> Stored rows
^^^^^^^^^^^^^^^^

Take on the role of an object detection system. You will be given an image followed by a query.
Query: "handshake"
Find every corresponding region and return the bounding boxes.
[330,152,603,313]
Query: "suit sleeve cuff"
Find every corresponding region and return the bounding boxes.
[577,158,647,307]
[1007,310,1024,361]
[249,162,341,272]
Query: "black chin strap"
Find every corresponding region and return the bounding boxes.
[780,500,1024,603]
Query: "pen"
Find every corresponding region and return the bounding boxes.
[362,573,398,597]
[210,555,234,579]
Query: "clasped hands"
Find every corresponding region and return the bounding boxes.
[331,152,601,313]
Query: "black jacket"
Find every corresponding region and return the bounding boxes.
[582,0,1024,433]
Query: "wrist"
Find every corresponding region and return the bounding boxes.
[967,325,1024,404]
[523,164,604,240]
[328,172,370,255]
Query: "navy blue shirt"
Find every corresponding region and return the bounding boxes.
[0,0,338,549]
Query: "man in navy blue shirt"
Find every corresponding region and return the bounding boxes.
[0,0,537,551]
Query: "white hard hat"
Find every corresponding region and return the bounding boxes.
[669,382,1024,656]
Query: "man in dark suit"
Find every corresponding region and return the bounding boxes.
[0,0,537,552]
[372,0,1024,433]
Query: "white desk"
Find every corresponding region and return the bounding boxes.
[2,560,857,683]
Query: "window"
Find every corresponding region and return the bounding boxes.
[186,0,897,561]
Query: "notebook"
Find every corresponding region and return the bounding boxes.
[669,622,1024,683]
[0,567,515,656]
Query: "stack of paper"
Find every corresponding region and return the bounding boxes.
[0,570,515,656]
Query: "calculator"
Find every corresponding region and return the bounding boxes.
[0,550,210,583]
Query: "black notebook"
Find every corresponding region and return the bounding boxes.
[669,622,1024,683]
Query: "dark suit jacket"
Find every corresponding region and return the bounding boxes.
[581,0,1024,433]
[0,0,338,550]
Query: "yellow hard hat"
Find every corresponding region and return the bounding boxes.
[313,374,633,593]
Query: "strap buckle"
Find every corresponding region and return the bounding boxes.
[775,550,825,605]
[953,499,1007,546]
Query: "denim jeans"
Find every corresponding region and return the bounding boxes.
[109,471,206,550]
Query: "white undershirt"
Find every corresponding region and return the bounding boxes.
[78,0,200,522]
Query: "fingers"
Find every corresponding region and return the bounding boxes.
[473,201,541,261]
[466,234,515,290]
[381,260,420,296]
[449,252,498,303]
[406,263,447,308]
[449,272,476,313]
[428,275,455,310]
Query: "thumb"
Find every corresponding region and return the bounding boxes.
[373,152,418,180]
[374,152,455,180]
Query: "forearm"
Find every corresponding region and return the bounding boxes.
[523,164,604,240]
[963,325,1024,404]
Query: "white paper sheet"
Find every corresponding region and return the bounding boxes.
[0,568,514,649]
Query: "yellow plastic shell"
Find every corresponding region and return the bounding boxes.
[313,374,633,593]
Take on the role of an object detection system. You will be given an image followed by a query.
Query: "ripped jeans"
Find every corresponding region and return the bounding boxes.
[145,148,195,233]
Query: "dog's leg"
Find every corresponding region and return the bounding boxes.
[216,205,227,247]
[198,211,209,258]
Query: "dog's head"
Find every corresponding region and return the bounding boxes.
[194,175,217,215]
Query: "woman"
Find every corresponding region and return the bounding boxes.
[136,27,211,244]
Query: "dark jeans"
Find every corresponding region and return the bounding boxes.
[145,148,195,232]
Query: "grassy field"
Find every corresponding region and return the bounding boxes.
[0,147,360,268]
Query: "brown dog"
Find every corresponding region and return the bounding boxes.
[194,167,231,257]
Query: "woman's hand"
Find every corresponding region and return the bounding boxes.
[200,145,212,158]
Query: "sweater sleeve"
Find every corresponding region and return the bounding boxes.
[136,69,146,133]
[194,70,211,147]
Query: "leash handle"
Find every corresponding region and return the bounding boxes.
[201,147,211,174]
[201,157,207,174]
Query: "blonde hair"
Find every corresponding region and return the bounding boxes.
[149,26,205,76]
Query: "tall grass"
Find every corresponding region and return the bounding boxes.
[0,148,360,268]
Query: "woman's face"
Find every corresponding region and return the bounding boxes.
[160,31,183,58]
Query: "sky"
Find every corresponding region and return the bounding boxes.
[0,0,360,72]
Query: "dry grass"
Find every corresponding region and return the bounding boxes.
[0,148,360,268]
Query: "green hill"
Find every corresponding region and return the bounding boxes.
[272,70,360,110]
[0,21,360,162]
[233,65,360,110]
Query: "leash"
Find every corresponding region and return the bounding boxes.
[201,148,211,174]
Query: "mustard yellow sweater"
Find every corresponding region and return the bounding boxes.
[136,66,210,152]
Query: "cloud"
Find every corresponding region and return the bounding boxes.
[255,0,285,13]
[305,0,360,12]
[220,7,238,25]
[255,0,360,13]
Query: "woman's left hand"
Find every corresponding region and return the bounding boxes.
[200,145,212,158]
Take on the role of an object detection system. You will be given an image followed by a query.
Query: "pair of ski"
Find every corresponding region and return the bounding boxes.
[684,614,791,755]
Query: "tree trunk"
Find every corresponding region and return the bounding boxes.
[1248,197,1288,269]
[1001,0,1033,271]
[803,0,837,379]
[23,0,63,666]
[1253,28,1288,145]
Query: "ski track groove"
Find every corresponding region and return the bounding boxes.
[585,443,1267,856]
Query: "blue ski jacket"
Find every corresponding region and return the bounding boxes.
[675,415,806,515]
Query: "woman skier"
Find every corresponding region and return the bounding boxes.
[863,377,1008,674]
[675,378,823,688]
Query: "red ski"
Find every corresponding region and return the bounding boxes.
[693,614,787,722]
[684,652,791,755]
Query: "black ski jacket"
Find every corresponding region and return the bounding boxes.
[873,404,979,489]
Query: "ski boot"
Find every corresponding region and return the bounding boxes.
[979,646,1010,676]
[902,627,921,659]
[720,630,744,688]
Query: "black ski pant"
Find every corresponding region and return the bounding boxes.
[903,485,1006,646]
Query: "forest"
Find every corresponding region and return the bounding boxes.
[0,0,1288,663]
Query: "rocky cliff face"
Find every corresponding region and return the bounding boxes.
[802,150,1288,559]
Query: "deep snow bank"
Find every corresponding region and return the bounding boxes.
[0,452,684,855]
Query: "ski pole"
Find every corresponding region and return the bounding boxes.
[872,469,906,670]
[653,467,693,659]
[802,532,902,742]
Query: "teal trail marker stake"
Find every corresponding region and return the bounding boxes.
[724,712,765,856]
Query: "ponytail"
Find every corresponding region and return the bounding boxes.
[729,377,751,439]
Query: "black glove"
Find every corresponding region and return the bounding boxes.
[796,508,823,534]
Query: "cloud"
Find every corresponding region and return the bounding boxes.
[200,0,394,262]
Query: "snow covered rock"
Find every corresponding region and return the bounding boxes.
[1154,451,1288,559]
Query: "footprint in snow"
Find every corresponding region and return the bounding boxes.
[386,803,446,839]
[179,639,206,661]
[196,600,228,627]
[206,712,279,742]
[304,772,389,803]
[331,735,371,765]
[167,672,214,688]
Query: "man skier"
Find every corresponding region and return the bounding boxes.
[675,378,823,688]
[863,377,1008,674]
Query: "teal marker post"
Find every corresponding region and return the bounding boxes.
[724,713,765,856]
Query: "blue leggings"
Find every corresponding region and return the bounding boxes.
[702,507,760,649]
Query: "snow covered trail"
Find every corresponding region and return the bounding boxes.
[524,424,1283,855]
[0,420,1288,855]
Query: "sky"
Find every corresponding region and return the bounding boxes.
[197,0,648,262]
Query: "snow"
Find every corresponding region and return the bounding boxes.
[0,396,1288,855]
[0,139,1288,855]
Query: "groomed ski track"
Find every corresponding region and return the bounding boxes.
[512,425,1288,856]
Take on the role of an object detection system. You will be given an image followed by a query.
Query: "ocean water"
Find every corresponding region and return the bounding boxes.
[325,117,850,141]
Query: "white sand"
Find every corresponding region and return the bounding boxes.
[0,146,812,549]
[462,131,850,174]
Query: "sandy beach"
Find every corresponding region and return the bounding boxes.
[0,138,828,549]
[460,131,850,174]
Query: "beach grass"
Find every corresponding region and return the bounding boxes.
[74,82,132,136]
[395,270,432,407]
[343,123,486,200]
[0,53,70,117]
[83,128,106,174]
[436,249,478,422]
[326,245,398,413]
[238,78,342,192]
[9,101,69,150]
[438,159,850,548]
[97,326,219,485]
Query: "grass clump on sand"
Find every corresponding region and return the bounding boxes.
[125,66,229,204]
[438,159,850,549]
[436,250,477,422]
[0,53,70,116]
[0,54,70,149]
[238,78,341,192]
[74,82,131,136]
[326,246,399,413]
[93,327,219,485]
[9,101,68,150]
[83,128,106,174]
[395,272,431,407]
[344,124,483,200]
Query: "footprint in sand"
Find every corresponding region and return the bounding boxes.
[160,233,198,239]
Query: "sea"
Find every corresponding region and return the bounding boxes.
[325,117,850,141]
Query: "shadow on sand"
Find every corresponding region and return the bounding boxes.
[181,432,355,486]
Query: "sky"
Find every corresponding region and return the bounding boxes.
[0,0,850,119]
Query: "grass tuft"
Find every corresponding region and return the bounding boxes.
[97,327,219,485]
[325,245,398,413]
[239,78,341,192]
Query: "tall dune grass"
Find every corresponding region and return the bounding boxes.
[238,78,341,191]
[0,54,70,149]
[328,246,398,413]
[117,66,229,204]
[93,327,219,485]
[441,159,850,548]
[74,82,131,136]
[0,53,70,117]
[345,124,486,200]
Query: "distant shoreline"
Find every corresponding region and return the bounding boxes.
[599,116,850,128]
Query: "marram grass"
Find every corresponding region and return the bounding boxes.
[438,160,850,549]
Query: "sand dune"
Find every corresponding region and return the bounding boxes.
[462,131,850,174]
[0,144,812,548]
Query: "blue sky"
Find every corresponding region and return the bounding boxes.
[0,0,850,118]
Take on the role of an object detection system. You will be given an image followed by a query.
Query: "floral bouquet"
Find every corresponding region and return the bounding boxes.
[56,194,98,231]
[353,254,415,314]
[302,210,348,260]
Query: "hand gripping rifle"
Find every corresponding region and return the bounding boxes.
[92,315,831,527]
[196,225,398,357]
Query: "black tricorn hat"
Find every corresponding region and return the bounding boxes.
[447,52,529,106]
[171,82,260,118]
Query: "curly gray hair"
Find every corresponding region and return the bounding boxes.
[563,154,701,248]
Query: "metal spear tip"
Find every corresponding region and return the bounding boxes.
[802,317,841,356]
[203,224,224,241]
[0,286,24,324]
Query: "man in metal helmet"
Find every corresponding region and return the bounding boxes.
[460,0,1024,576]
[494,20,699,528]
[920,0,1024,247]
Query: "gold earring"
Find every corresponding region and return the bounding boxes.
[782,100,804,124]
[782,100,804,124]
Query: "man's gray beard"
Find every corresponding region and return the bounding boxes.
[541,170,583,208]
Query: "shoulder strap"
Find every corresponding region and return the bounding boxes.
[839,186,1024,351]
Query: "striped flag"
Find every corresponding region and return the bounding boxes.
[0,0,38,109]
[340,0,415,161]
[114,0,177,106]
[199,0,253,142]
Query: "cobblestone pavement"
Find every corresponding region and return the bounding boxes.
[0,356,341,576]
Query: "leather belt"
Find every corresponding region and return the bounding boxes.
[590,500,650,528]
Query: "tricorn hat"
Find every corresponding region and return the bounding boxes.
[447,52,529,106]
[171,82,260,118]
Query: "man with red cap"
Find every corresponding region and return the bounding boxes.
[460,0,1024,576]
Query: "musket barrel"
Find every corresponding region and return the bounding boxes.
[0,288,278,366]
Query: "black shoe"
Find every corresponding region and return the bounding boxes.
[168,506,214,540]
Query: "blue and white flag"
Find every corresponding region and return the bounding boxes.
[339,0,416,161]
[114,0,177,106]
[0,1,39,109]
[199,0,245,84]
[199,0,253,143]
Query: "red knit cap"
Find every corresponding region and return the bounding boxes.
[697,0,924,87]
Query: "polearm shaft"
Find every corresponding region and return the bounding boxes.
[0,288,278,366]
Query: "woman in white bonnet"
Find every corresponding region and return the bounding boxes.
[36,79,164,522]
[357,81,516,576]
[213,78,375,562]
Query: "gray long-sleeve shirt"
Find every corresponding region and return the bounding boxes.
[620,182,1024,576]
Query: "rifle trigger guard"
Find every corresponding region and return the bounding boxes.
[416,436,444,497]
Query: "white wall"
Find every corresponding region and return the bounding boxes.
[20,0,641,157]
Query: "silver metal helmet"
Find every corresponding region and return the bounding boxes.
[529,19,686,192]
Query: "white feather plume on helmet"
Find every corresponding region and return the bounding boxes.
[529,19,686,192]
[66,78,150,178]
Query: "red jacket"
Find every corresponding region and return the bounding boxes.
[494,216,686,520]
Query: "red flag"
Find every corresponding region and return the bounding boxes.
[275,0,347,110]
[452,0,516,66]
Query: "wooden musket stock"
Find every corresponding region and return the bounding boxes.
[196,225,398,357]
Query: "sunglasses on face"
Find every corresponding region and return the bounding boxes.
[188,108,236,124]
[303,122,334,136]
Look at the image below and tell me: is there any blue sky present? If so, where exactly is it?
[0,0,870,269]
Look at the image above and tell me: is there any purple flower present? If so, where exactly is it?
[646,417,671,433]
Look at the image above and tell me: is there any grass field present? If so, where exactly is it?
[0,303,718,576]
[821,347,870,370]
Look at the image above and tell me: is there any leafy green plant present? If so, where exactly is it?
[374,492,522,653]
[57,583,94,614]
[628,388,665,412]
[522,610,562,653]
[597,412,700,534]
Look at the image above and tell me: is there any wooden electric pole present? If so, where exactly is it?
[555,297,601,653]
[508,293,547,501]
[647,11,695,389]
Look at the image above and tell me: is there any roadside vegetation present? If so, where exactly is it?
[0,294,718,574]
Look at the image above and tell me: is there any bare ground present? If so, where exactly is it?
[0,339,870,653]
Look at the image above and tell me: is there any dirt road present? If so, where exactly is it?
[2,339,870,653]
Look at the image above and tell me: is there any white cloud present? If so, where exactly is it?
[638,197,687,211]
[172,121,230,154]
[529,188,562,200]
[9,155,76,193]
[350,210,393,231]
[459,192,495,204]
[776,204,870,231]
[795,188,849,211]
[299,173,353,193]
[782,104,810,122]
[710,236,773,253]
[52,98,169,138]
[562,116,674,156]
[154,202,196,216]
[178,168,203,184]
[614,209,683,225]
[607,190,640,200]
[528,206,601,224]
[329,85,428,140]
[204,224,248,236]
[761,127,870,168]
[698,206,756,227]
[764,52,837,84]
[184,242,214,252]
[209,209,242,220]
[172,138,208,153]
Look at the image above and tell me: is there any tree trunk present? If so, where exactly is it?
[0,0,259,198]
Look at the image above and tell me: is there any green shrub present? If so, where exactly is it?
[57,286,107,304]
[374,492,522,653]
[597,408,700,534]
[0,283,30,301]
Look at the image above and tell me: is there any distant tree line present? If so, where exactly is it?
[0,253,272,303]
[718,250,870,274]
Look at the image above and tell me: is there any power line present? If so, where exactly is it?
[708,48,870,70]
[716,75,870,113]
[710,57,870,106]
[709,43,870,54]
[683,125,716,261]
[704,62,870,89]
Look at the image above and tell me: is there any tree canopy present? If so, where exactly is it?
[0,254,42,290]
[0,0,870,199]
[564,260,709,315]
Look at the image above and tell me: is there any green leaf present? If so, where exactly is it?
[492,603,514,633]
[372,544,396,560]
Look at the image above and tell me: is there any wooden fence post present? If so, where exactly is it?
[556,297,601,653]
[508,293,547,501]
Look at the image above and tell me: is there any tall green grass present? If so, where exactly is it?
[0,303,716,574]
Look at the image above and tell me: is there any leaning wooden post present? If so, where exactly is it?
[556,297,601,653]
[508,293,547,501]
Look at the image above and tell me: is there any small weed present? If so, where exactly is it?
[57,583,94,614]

^^^^^^^^^^^^^^^^

> Short exercise
Please pull out every row above that contains the word "musket" and copy each one in full.

> Result of the exercise
Query: "musket barrel"
Query: "wooden musket stock"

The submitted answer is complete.